**DIRECTION**
Could you transcribe the material below exactly, without leaving out a single line?

**DATASET RECORDS**
start

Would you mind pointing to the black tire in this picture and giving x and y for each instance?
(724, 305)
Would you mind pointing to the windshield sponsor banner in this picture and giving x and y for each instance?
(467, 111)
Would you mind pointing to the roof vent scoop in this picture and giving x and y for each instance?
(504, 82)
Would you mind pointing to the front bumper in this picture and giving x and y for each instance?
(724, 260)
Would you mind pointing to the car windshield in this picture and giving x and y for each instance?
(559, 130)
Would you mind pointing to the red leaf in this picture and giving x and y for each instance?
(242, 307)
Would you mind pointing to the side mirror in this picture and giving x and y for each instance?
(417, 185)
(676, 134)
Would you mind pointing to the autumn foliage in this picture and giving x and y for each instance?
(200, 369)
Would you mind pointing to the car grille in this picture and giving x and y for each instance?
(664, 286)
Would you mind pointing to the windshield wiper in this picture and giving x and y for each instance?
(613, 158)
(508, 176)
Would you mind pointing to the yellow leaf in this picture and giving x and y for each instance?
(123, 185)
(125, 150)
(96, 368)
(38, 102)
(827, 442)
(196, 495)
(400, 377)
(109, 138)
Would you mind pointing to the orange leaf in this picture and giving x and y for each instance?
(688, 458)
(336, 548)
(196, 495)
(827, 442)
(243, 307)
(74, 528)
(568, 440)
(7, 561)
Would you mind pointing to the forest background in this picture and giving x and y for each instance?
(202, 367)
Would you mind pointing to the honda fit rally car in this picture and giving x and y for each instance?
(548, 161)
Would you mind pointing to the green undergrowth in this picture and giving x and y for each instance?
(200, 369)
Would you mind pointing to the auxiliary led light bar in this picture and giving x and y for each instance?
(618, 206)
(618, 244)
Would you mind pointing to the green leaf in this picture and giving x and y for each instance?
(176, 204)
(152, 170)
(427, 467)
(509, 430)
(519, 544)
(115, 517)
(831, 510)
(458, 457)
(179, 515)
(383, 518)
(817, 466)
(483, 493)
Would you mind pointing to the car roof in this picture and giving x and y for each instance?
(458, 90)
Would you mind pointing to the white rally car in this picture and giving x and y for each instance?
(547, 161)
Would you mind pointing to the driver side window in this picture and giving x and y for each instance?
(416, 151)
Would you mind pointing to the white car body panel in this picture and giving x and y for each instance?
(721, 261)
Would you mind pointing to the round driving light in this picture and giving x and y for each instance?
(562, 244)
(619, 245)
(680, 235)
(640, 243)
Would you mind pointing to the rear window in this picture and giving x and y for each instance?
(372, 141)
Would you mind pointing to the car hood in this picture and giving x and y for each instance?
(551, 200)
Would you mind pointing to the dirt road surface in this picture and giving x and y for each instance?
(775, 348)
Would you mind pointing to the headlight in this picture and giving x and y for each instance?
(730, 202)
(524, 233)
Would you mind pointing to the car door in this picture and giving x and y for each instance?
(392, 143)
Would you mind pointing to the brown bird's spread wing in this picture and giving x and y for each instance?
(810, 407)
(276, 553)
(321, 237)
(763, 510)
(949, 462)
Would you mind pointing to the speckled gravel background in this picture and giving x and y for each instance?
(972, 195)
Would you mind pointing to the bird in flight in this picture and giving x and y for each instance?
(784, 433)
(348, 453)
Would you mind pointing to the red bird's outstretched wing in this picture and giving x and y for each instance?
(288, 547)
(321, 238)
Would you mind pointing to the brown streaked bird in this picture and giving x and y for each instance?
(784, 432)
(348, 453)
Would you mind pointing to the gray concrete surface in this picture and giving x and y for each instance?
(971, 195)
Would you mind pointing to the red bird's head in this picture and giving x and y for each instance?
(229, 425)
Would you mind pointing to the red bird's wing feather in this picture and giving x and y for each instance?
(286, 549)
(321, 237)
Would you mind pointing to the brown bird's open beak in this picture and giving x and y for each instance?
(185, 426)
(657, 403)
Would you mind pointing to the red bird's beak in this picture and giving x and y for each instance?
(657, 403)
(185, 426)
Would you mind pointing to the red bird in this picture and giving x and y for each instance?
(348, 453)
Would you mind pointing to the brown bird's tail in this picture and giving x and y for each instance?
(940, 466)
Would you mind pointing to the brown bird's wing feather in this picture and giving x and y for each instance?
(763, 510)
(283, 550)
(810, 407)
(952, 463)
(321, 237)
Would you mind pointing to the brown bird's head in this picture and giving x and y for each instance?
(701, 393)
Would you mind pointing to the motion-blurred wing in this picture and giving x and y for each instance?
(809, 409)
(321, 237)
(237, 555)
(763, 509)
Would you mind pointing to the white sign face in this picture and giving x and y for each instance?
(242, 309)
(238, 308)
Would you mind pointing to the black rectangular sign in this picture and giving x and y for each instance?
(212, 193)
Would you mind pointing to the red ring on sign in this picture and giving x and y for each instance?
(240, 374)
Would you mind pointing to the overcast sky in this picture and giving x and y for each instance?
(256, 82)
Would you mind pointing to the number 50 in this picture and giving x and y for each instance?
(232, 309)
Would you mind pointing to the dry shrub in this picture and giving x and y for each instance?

end

**TASK RESPONSE**
Would you mind pointing to the black tire in this picture and giving x and y for each instance?
(724, 305)
Would you mind pointing to the windshield sponsor banner in this picture and giving x and y for each instance?
(467, 111)
Would you mind pointing to the roof vent scoop in this picture and giving x and y for each instance?
(504, 82)
Would you mind pointing to the front bumper in this picture and giving x and y for each instance?
(724, 260)
Would you mind pointing to the car windshield in this picture and giving x and y for each instance?
(559, 130)
Would you mind pointing to the red leaf in this picture and giving x and y for each instance?
(242, 307)
Would you mind pointing to the side mirror in this picture and giving x and y for each instance?
(417, 185)
(676, 134)
Would you mind pointing to the autumn foliage in this picture and giving x and y for each instance?
(200, 369)
Would you mind pointing to the car grille in this picture and giving x and y for each instance?
(664, 286)
Would you mind pointing to the windshield wiper in this picture and giving x and y for each instance?
(613, 158)
(508, 176)
Would you mind pointing to the yellow leaf in this picture and giving x and y for each instance?
(123, 185)
(125, 150)
(96, 368)
(38, 102)
(827, 442)
(196, 495)
(400, 377)
(109, 138)
Would you mind pointing to the orange leaf in this picture and giving x and y for each instance?
(688, 458)
(336, 548)
(196, 495)
(827, 442)
(243, 307)
(74, 528)
(568, 440)
(7, 561)
Would you mind pointing to the forest background in this picture and giving x and y for each instance?
(202, 367)
Would you mind pointing to the honda fit rally car in this picture and giving x and y for each instance?
(548, 161)
Would you mind pointing to the green undergrowth in this picture and giving x and y for each instance?
(200, 369)
Would you mind pointing to the auxiliary led light bar in this picture and giving x and y for each instance?
(618, 206)
(618, 244)
Would you mind pointing to the green leaf in this picture and giving x and y for each instance?
(176, 204)
(152, 170)
(427, 467)
(509, 430)
(519, 544)
(115, 517)
(831, 510)
(458, 457)
(179, 515)
(383, 518)
(817, 466)
(483, 493)
Would you mind pointing to the car roof in this picture and giving x and y for each instance?
(458, 90)
Would you mind pointing to the white rally car in this picture and giving x and y for each instance?
(547, 161)
Would you mind pointing to the driver side window in this picture and giving x and y for each instance?
(416, 151)
Would you mind pointing to the white car body panel in this picture and giving x and y for each instance?
(721, 261)
Would you mind pointing to the round driving light in this picture and giving x and y for each instance?
(562, 244)
(619, 245)
(680, 235)
(640, 243)
Would you mind pointing to the rear window in this picture and giving x and y for each instance?
(372, 141)
Would you mind pointing to the car hood in this picture and giving x and y for each instance?
(551, 200)
Would you mind pointing to the dirt road surface in this picture and giving x and y for each instance?
(775, 348)
Would you mind pointing to the headlight in this picture and giving x and y for each instance?
(730, 202)
(524, 233)
Would you mind pointing to the car door in this picture and giving x and y for each instance?
(392, 143)
Would you mind pointing to the brown bird's spread wing in this picture and giving x and y for each instance?
(810, 407)
(276, 553)
(321, 237)
(763, 510)
(949, 462)
Would you mind pointing to the speckled gravel background in this picture and giving x and y for each instance?
(972, 195)
Would you mind pointing to the bird in flight in this picture and giving x and y for each instance?
(784, 433)
(348, 453)
Would you mind pointing to the red bird's outstretched wing in this picture and giving x and y for each instance?
(288, 547)
(321, 238)
Would you mind pointing to the brown streaked bird in this picture and giving x and y for each instance?
(784, 432)
(348, 453)
Would you mind pointing to the gray concrete surface in this picture and giving x and y for each instance?
(971, 195)
Would you mind pointing to the red bird's head in this picture and giving x and y for each instance?
(229, 425)
Would you mind pointing to the red bird's wing feather in this picture and giving x and y for each instance?
(286, 549)
(321, 237)
Would you mind pointing to the brown bird's open beak in this picture and giving x and y for each instance?
(185, 426)
(657, 403)
Would you mind pointing to the red bird's beak in this picture and giving x and y for each instance?
(657, 403)
(185, 426)
Would you mind pointing to the red bird in this picture and giving x and y for each instance?
(348, 453)
Would you mind pointing to the brown bird's tail in this picture and giving x and y for each instance?
(940, 466)
Would you mind pointing to the brown bird's wing feather in this picture and giving x and y for each instance?
(763, 510)
(283, 550)
(810, 407)
(952, 463)
(321, 237)
Would you mind pointing to the brown bird's head in this picture and giving x and y for each instance?
(701, 393)
Would you mind pointing to the motion-blurred wing in this picture and giving x and y for each instance?
(809, 409)
(321, 237)
(237, 555)
(763, 509)
Would you mind pointing to the white sign face in this picture and giving x and y for each instance?
(242, 309)
(238, 308)
Would you mind pointing to the black rectangular sign in this picture and giving x and y for each instance?
(212, 193)
Would you mind pointing to the red ring on sign in this picture and giving x and y for each instance?
(240, 374)
Would you mind pointing to the overcast sky in this picture and giving x and y for each instance?
(256, 82)
Would you mind pointing to the number 50 in this picture and giving x and y for each instance?
(232, 309)
Would you mind pointing to the dry shrub in this picture and giving x and y for each instance?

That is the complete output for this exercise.